• **Goal**
Swap "one point per instance" for "one mark per instance" throughout the rows below, change nothing else, and leave the pictures out of your version.

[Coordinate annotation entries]
::::::
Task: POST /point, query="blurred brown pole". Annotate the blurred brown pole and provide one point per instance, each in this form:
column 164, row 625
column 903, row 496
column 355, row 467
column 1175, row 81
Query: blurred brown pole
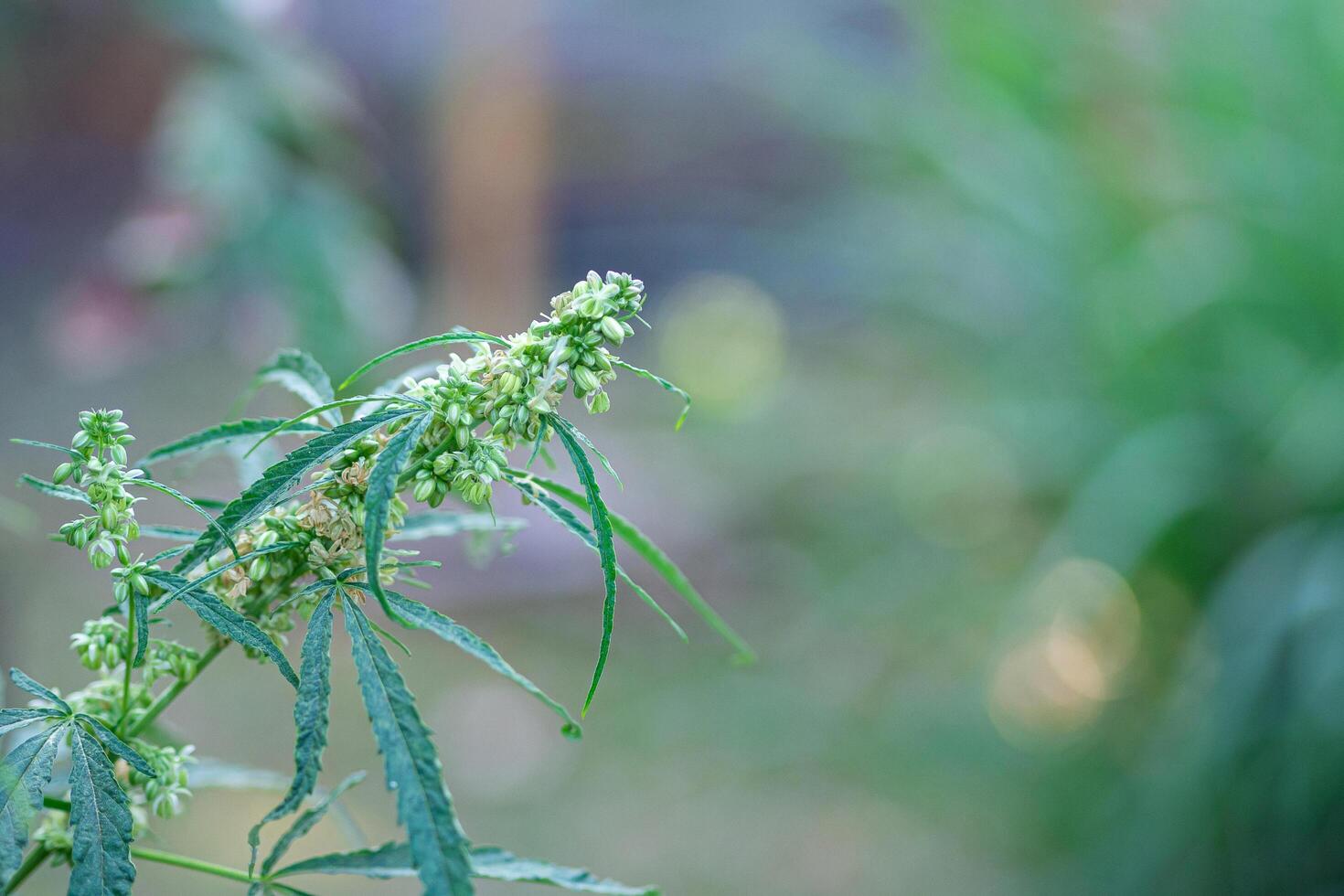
column 492, row 154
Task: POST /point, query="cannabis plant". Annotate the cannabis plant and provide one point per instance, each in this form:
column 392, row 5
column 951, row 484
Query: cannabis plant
column 315, row 538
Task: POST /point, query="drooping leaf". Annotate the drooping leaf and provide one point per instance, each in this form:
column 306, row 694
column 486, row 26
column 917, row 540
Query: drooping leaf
column 499, row 864
column 23, row 775
column 431, row 341
column 100, row 822
column 601, row 457
column 394, row 860
column 140, row 612
column 434, row 524
column 11, row 719
column 162, row 603
column 311, row 716
column 395, row 384
column 668, row 386
column 281, row 477
column 222, row 435
column 69, row 452
column 225, row 620
column 378, row 500
column 436, row 623
column 411, row 763
column 661, row 563
column 63, row 492
column 603, row 531
column 320, row 409
column 299, row 372
column 25, row 683
column 117, row 747
column 305, row 822
column 389, row 860
column 532, row 492
column 225, row 536
column 169, row 532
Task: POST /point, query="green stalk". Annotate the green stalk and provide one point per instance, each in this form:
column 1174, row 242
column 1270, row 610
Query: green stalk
column 191, row 864
column 163, row 700
column 30, row 864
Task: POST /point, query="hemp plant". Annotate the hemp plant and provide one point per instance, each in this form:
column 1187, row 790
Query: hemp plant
column 316, row 538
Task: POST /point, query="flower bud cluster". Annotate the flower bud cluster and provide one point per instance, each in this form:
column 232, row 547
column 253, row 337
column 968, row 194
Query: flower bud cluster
column 99, row 466
column 509, row 389
column 168, row 789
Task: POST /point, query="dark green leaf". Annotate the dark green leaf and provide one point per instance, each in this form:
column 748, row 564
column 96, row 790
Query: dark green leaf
column 117, row 747
column 378, row 498
column 525, row 483
column 436, row 623
column 222, row 435
column 63, row 492
column 11, row 719
column 73, row 454
column 162, row 603
column 671, row 387
column 443, row 338
column 272, row 488
column 225, row 620
column 449, row 523
column 174, row 493
column 311, row 716
column 411, row 764
column 23, row 775
column 394, row 860
column 25, row 683
column 603, row 529
column 100, row 822
column 343, row 402
column 663, row 564
column 601, row 457
column 305, row 822
column 389, row 860
column 299, row 372
column 140, row 612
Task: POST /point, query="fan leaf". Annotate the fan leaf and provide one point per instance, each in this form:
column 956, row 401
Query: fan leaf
column 222, row 435
column 100, row 822
column 378, row 500
column 117, row 747
column 299, row 372
column 431, row 341
column 394, row 860
column 667, row 384
column 311, row 716
column 459, row 635
column 411, row 764
column 51, row 489
column 437, row 524
column 223, row 620
column 306, row 822
column 562, row 515
column 22, row 681
column 603, row 531
column 661, row 564
column 23, row 775
column 273, row 486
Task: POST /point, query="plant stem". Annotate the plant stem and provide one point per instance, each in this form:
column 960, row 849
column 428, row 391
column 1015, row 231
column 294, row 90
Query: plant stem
column 131, row 660
column 191, row 864
column 163, row 700
column 30, row 864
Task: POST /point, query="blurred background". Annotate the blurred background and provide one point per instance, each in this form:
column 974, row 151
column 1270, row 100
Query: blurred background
column 1017, row 336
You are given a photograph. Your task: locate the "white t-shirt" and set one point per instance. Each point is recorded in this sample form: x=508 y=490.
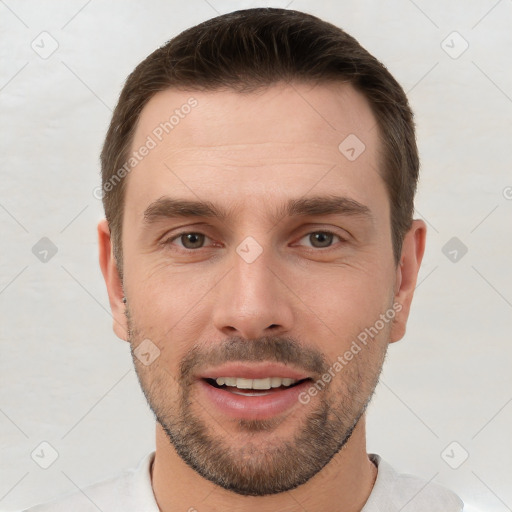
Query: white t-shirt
x=131 y=491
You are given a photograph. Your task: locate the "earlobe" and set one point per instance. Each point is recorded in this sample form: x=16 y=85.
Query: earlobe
x=413 y=248
x=114 y=285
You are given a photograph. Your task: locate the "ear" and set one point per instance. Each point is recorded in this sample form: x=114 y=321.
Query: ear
x=413 y=248
x=114 y=285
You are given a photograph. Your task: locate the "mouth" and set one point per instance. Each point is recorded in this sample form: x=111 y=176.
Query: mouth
x=253 y=392
x=254 y=387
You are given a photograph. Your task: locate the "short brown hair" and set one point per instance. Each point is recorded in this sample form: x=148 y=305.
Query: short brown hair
x=255 y=48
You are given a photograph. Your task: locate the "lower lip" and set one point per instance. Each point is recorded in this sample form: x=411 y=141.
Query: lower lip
x=253 y=407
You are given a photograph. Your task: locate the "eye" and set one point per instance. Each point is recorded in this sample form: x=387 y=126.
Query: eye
x=321 y=239
x=188 y=240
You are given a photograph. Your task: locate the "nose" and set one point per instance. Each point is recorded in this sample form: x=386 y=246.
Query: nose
x=253 y=299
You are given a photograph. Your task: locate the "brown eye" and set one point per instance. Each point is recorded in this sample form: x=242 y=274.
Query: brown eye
x=321 y=239
x=192 y=240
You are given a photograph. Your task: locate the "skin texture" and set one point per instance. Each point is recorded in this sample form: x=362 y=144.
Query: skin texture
x=302 y=301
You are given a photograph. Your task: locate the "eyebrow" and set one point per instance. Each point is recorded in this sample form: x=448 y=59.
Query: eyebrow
x=169 y=208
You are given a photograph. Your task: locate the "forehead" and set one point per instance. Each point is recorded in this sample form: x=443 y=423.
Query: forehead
x=255 y=148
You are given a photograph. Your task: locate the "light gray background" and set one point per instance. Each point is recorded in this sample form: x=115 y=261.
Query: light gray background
x=67 y=380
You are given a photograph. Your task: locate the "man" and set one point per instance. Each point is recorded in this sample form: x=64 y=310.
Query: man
x=260 y=255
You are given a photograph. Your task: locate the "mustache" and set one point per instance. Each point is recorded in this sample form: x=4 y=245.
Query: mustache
x=280 y=349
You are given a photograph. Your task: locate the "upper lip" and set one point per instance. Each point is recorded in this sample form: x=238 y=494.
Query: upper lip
x=253 y=371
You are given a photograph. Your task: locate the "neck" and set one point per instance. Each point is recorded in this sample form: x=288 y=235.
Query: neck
x=343 y=484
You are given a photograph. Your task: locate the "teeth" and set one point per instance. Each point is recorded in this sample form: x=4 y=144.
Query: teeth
x=267 y=383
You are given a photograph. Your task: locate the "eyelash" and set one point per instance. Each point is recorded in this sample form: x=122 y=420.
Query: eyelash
x=169 y=241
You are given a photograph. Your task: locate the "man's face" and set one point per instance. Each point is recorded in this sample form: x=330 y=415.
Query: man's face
x=264 y=291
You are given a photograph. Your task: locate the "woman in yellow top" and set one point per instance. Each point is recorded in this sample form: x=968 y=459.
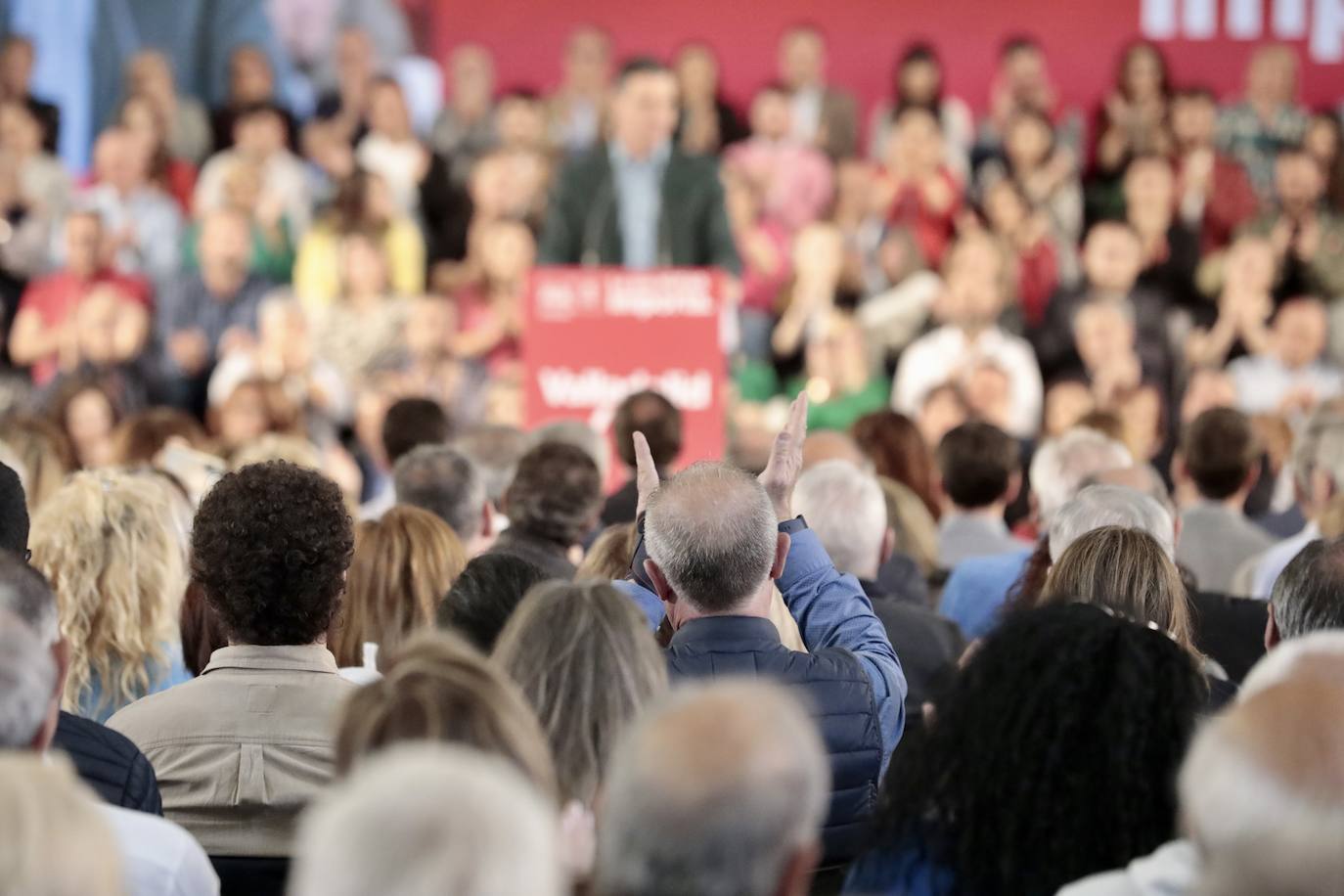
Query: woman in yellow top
x=362 y=203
::::::
• **Result below**
Task: POST /point, query="blurred brown pole". Annotate the blurred brown pole and provide one mark per instance, each in this form:
column 164, row 625
column 903, row 496
column 355, row 467
column 1175, row 81
Query: blurred brown pole
column 492, row 154
Task: POST /point, query="cannabis plant". Annotate the cannabis plant and provide one mark per instance, each in this form:
column 392, row 5
column 951, row 484
Query: cannabis plant
column 315, row 538
Task: POST /point, query="drooping leaf". Annotate the drooping leaf and provide one mark per instance, each in this form:
column 306, row 694
column 486, row 26
column 917, row 540
Query: drooping leaf
column 499, row 864
column 23, row 775
column 431, row 341
column 100, row 822
column 601, row 457
column 394, row 860
column 140, row 612
column 434, row 524
column 11, row 719
column 162, row 603
column 311, row 716
column 395, row 384
column 668, row 386
column 281, row 477
column 222, row 435
column 69, row 452
column 225, row 620
column 378, row 500
column 436, row 623
column 411, row 763
column 661, row 563
column 63, row 492
column 603, row 531
column 320, row 409
column 299, row 372
column 25, row 683
column 117, row 747
column 305, row 822
column 389, row 860
column 532, row 492
column 225, row 536
column 169, row 532
Task: POST /point, query="green stalk". Annotate the green stalk and provide one mark per instance, each in this form:
column 1174, row 242
column 1270, row 610
Query: green stalk
column 191, row 864
column 163, row 700
column 30, row 864
Task: POST /point, query="hemp plant". Annotate the hemp plant and provide one mark per instance, each in this form:
column 1187, row 790
Query: hemp plant
column 316, row 538
Task: POST /point, query="flower bud cluster". Annotate the flower bud cluster and provide one mark per instance, each in this form:
column 232, row 547
column 253, row 337
column 968, row 194
Query: flower bud cluster
column 99, row 466
column 509, row 389
column 168, row 789
Task: POST /point, query="dark green leaf". Annotate the dark green leaf and provide one mark per instance, each in this form:
column 748, row 564
column 96, row 790
Query: dark green leaf
column 117, row 747
column 378, row 498
column 525, row 483
column 436, row 623
column 222, row 435
column 63, row 492
column 11, row 719
column 73, row 454
column 162, row 603
column 671, row 387
column 443, row 338
column 272, row 488
column 225, row 620
column 449, row 523
column 174, row 493
column 311, row 716
column 411, row 764
column 23, row 775
column 394, row 860
column 25, row 683
column 603, row 529
column 100, row 822
column 343, row 402
column 663, row 564
column 601, row 457
column 305, row 822
column 389, row 860
column 299, row 372
column 140, row 612
Task: POST /point, query="fan leaf". Annotate the fan leaf and provide one mark per instance, each in this form:
column 956, row 401
Query: fan leaf
column 222, row 435
column 100, row 822
column 378, row 500
column 117, row 747
column 299, row 372
column 431, row 341
column 394, row 860
column 667, row 384
column 311, row 716
column 459, row 635
column 411, row 764
column 51, row 489
column 437, row 524
column 223, row 620
column 306, row 822
column 562, row 515
column 22, row 681
column 603, row 531
column 661, row 564
column 23, row 775
column 273, row 486
Task: POST /point, query="plant stem". Annotate the plant stem and provide one mark per instance, each in this form:
column 960, row 849
column 428, row 391
column 1015, row 231
column 294, row 90
Query: plant stem
column 131, row 660
column 191, row 864
column 163, row 700
column 30, row 864
Task: POST /point, query="blurred background". Annotate the blurred background and provide one mark per instance, each in this form:
column 974, row 151
column 1270, row 100
Query: blurred background
column 1017, row 336
You are given a photograph. Your task: locate the "white t-shirt" and set one mark per instance. Each point is recorded in this sample form: x=508 y=490.
Query: white t-shirt
x=131 y=491
You are given a photograph. Your task: locate the "earlobe" and set one mark per instance. Each point is recorded in this sample form: x=16 y=85.
Query: earlobe
x=413 y=248
x=114 y=285
You are given a photograph. Your task: locate the "ear" and set one mark per instance. Each point is recorded in this sample form: x=114 y=321.
Query: ear
x=413 y=248
x=114 y=285
You are given a photograph. Your task: locate the "mouth" and set one mark per instance. Each point is recorded in this sample form: x=111 y=176.
Query: mouth
x=253 y=392
x=254 y=387
You are given a photograph. Your task: locate the "short brown hair" and set one mark per instance. Each point is recorded in this sample form: x=148 y=305.
Query: short brown hair
x=255 y=48
You are given a photograph. Your task: locate the "lower lip" and set one mark per instance. Each point is recorded in this sample form: x=411 y=141.
Query: lower lip
x=253 y=407
You are given a photograph. Your task: locate the "eye" and set one mark per instance. Each point is recorded in this sample form: x=387 y=126.
Query: eye
x=321 y=239
x=188 y=240
You are given a photograph. Your task: locate the "nose" and set one mark per instance. Each point is recorded in this sample form: x=386 y=246.
Query: nose
x=253 y=299
You are given a photograph. Your task: locate the "brown eye" and set one mark per instance. Each point is recorded in this sample form: x=242 y=274.
Query: brown eye
x=321 y=239
x=192 y=240
You are given a photograph. Your task: locate the "skin texture" and set one mark per instance. Each point is recorded in this sample form: x=362 y=144.
Query: skin texture
x=302 y=301
You are given a photograph. Your task: locate the "eyebrow" and set one mark per instance. Each point is recorded in this sample form: x=448 y=59.
Query: eyebrow
x=169 y=208
You are given a photograph. Your task: locate the "forehead" and set one mark per instance. Each point is recorded in this sample form: x=443 y=423.
Query: forehead
x=255 y=148
You are given a photograph. Your task: locate the "light gray background" and set one mark per instance. Each point is recorded in this sample form: x=115 y=261.
Query: light gray background
x=67 y=380
You are given a photograph. Your task: locate the "man" and set one mark per instance. Each point is recorded in this sample form: x=64 y=310.
Query: man
x=260 y=255
You are given a photograph. Your task: locate the "mustache" and set one mark per instance. Each point is recorded in this sample form: x=4 y=245.
Query: mustache
x=280 y=349
You are given a photograph. Your task: locate the "upper lip" and set one mark per instance. Each point is recorded in this sample form: x=238 y=494.
Query: upper lip
x=253 y=371
You are given a photograph. Your task: locate the "neck" and set one mark per instance. Each point is recorded in this sample form: x=288 y=235.
Query: neck
x=343 y=484
You are given a photograph. Your task: locate the "teeth" and set one mark per instance. Each point is recorded in this sample form: x=4 y=144.
Query: teeth
x=267 y=383
You are given a photograph. Your task: locate the "eyelash" and set one mark per instance. Each point is recorded in this sample form: x=122 y=420.
Query: eyelash
x=169 y=241
You are given a photograph. Your task: locate the "man's face" and set one mark per instance. Each point is recorded in this sample form: x=330 y=415.
Query: man's face
x=264 y=291
You are given a photograph. Your task: locate the "woman in yellow top" and set one mark per instance. Each point is recorded in this sample form: x=968 y=459.
Query: woman in yellow top
x=362 y=203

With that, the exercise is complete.